▶ WHAT TO DO: Search the records below for the word "nose". Pull out each line that has it.

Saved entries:

━━━━━━━━

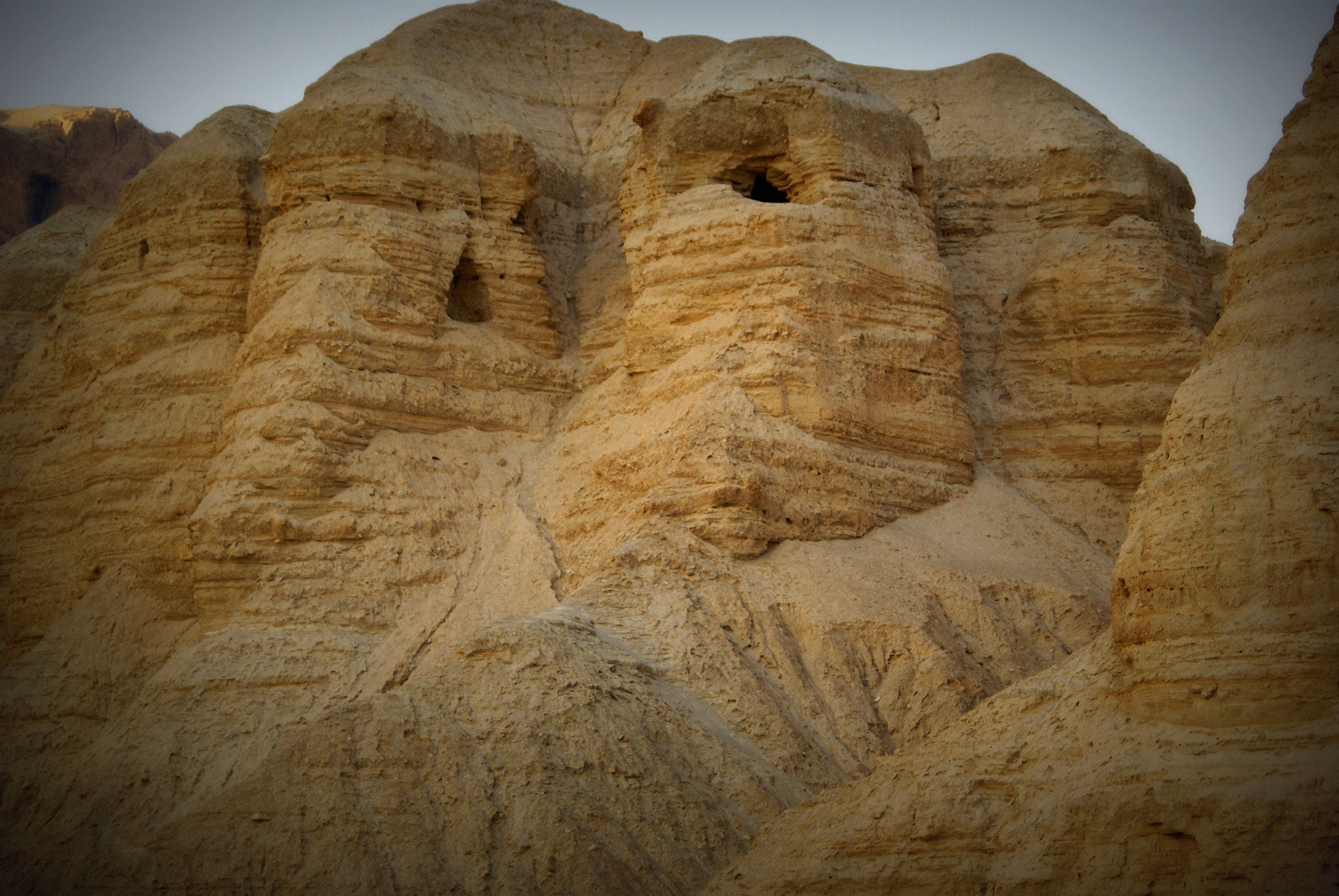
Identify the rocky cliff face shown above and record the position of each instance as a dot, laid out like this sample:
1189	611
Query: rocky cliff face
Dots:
1082	297
34	269
58	156
543	456
1193	750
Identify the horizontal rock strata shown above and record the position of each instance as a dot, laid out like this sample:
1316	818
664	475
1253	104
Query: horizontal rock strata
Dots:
1193	749
541	457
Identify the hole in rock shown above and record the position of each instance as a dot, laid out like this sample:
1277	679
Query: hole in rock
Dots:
764	191
469	297
44	199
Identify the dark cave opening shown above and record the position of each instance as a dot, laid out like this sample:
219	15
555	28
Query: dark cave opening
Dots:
467	301
44	200
764	191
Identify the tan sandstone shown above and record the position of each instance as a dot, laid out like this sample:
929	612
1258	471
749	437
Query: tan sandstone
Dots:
464	482
1083	288
34	269
1195	749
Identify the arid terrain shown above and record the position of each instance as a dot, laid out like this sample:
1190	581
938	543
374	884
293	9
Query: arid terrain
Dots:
551	461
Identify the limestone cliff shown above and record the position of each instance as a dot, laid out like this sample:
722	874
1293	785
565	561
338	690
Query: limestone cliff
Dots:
1193	750
34	269
1082	297
58	156
543	456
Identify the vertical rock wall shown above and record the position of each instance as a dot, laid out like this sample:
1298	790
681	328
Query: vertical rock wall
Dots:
1193	749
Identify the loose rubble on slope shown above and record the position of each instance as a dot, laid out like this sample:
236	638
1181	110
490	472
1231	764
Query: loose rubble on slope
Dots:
543	457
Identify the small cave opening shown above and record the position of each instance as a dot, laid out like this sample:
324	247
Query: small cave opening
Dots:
43	199
467	302
765	191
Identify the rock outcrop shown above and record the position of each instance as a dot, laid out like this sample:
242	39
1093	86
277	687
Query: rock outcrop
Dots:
1083	288
58	156
543	456
34	269
1193	749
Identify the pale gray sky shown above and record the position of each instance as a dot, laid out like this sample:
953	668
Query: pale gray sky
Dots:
1203	82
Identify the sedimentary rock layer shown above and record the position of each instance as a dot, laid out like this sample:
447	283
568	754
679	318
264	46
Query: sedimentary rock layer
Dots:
1082	299
58	156
435	486
34	269
1193	750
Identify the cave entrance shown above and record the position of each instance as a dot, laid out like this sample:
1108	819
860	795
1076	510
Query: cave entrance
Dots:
764	191
44	200
751	181
467	301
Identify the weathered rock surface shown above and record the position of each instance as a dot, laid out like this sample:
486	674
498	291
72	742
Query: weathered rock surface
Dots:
58	156
34	269
475	480
113	417
1193	750
1083	288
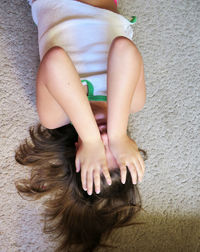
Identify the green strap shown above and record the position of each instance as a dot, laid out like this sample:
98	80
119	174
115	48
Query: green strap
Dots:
91	96
134	19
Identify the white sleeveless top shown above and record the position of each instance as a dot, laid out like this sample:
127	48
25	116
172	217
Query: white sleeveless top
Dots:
85	32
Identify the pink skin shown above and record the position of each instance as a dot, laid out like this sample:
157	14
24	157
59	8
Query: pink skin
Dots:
99	109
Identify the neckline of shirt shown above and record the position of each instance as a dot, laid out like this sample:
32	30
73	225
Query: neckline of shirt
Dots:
125	20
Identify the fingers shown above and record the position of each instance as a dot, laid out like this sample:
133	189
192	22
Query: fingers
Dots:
106	174
97	180
123	173
87	180
90	182
83	178
135	168
133	173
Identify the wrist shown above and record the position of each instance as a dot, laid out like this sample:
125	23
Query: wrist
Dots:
115	137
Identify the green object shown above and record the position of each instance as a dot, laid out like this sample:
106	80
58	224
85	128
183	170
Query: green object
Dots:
134	19
91	96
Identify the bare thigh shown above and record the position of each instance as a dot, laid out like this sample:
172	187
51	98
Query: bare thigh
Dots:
103	4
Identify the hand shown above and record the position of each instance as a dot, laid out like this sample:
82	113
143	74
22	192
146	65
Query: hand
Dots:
126	153
92	157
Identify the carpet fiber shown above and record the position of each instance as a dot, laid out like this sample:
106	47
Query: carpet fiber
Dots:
167	34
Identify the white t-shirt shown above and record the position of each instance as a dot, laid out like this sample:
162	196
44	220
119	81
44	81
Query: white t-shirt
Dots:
85	32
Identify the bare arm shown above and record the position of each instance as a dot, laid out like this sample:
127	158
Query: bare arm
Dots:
124	66
63	82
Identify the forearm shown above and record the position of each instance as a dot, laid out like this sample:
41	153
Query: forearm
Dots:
64	83
124	66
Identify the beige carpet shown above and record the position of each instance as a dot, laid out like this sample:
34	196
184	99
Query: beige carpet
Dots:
167	34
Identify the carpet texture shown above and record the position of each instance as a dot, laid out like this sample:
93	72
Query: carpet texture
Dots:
168	36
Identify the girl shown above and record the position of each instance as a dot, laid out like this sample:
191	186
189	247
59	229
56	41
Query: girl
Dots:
84	125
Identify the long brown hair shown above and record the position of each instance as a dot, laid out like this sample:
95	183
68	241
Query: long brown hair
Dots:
74	217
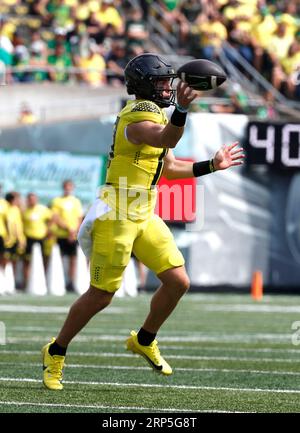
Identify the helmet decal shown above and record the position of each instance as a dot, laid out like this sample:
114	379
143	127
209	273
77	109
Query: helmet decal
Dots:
142	77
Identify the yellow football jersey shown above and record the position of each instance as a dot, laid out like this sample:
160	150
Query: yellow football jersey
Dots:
134	170
14	225
35	221
3	211
69	209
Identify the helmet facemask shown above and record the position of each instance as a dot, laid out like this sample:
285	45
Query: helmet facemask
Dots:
142	77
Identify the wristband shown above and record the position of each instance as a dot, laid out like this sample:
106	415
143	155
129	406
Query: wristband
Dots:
181	109
178	117
203	167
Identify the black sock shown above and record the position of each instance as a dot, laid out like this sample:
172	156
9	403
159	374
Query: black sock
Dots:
145	338
56	349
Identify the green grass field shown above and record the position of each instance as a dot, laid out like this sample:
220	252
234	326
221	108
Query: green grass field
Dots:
229	354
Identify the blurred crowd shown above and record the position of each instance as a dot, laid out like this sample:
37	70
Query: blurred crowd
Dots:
86	41
90	41
265	32
25	221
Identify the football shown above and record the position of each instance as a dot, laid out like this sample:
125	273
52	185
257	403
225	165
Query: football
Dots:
202	74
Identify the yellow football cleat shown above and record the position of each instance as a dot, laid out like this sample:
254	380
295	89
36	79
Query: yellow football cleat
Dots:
150	353
52	368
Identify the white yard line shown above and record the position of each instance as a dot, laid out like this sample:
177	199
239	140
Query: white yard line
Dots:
135	368
234	308
155	385
90	406
187	357
13	308
222	338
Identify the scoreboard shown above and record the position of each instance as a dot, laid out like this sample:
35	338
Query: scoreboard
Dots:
274	144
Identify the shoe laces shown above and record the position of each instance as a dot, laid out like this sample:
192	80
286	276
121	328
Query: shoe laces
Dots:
56	367
155	351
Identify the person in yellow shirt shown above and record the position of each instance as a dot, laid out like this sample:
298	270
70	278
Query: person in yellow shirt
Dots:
212	34
3	230
36	221
141	152
108	14
93	67
285	73
15	240
67	215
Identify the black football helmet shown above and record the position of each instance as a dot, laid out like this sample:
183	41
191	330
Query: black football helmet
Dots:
142	75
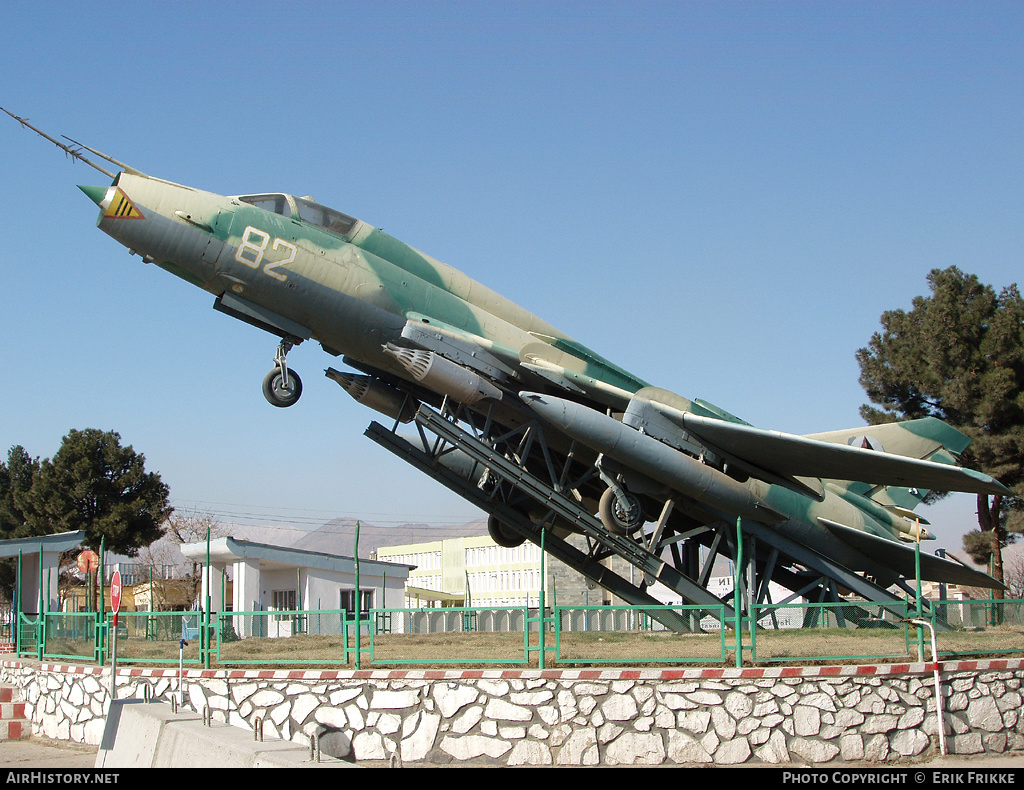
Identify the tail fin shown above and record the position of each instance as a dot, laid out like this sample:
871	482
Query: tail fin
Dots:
929	440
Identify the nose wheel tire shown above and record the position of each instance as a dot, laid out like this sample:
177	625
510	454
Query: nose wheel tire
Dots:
502	535
282	388
622	514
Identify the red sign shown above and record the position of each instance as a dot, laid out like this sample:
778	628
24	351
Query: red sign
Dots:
116	591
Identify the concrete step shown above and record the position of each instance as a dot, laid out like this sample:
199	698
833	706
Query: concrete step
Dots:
12	722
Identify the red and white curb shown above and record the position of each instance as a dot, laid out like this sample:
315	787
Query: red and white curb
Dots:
662	674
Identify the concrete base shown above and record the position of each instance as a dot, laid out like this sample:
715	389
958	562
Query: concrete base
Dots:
142	735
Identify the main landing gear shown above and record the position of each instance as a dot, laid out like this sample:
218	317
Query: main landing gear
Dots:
282	386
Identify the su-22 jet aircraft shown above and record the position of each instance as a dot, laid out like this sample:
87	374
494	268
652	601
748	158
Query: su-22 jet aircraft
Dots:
418	330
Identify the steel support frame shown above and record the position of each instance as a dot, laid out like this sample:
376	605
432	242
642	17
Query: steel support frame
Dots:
499	484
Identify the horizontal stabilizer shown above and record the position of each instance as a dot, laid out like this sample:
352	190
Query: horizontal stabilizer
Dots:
901	557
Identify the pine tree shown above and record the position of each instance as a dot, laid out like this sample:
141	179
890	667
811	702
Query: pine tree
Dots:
958	356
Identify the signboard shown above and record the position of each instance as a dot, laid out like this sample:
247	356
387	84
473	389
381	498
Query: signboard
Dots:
116	592
88	562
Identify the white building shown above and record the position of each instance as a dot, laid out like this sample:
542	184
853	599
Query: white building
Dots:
468	572
259	580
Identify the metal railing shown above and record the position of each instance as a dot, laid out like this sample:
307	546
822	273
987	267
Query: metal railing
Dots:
561	636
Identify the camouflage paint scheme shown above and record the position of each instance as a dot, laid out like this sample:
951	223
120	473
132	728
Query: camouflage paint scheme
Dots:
302	272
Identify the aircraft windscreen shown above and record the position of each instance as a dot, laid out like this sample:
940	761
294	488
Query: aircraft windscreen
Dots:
275	203
326	217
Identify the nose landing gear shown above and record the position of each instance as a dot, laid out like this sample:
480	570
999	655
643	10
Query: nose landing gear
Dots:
282	386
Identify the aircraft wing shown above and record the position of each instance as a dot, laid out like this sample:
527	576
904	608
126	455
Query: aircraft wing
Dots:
902	557
787	455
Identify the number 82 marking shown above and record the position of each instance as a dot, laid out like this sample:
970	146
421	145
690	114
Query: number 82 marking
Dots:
251	252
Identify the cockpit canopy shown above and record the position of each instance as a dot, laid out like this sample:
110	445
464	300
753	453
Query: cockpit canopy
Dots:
302	208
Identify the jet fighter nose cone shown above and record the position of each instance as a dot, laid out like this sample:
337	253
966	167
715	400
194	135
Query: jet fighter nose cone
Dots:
96	194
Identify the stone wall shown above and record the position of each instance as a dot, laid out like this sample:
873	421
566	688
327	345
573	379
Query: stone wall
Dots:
810	715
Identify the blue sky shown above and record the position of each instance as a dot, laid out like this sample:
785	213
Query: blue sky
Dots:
721	197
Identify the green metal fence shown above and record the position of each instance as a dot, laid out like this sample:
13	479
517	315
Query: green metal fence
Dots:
520	636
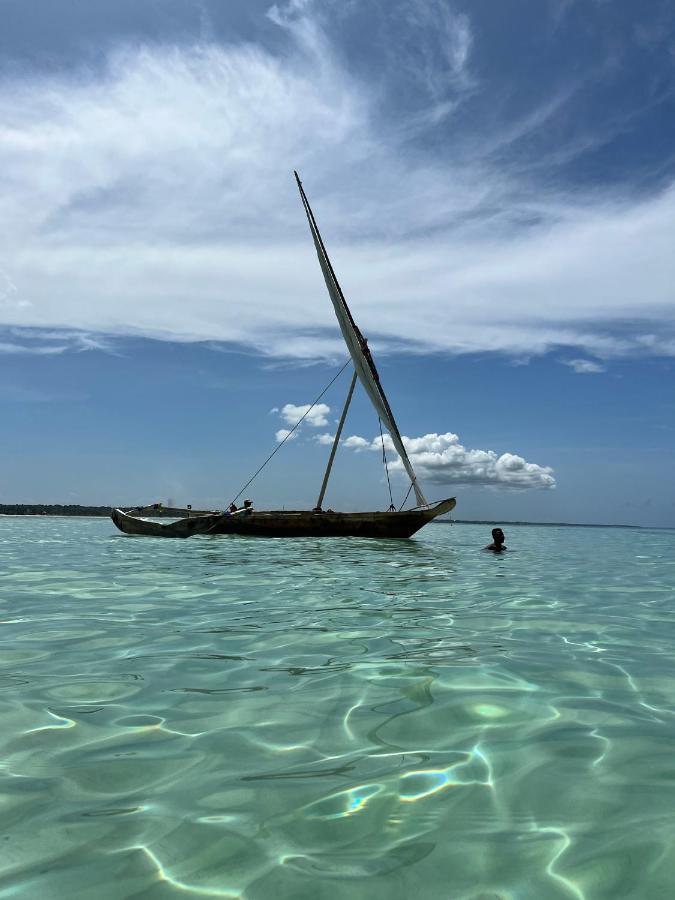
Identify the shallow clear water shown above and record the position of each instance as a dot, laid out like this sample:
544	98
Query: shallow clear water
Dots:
231	717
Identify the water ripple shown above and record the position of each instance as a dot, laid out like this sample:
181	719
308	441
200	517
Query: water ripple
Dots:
233	718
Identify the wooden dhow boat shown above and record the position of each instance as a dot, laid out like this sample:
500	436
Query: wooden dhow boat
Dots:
401	523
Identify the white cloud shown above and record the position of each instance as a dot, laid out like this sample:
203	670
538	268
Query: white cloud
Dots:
315	416
157	199
441	459
584	366
354	442
325	439
283	434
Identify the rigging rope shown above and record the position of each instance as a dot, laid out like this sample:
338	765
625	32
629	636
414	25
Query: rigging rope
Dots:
392	507
297	425
406	497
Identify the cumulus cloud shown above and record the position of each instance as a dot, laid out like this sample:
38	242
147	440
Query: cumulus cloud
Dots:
315	416
304	415
285	433
584	366
325	439
442	459
155	198
354	442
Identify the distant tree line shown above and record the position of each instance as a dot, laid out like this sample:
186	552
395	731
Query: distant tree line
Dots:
52	509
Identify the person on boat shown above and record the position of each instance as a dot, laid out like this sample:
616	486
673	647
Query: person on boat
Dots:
497	545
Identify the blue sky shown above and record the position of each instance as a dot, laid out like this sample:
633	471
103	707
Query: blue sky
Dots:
494	183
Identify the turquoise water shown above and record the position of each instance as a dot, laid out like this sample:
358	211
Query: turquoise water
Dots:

━━━━━━━━

▶ OUTPUT:
Identify the nose wheel tire shown above and record the position of each instance as a dot, laid out like this sample:
Query: nose wheel tire
Identify the nose landing gear shown above and record the position of each instance as a dot, laid out like this sample:
Query: nose landing gear
Identify the jet fighter nose cone shown above and record the position of each instance as a dot, laid out like this sample:
Query: jet fighter nose cone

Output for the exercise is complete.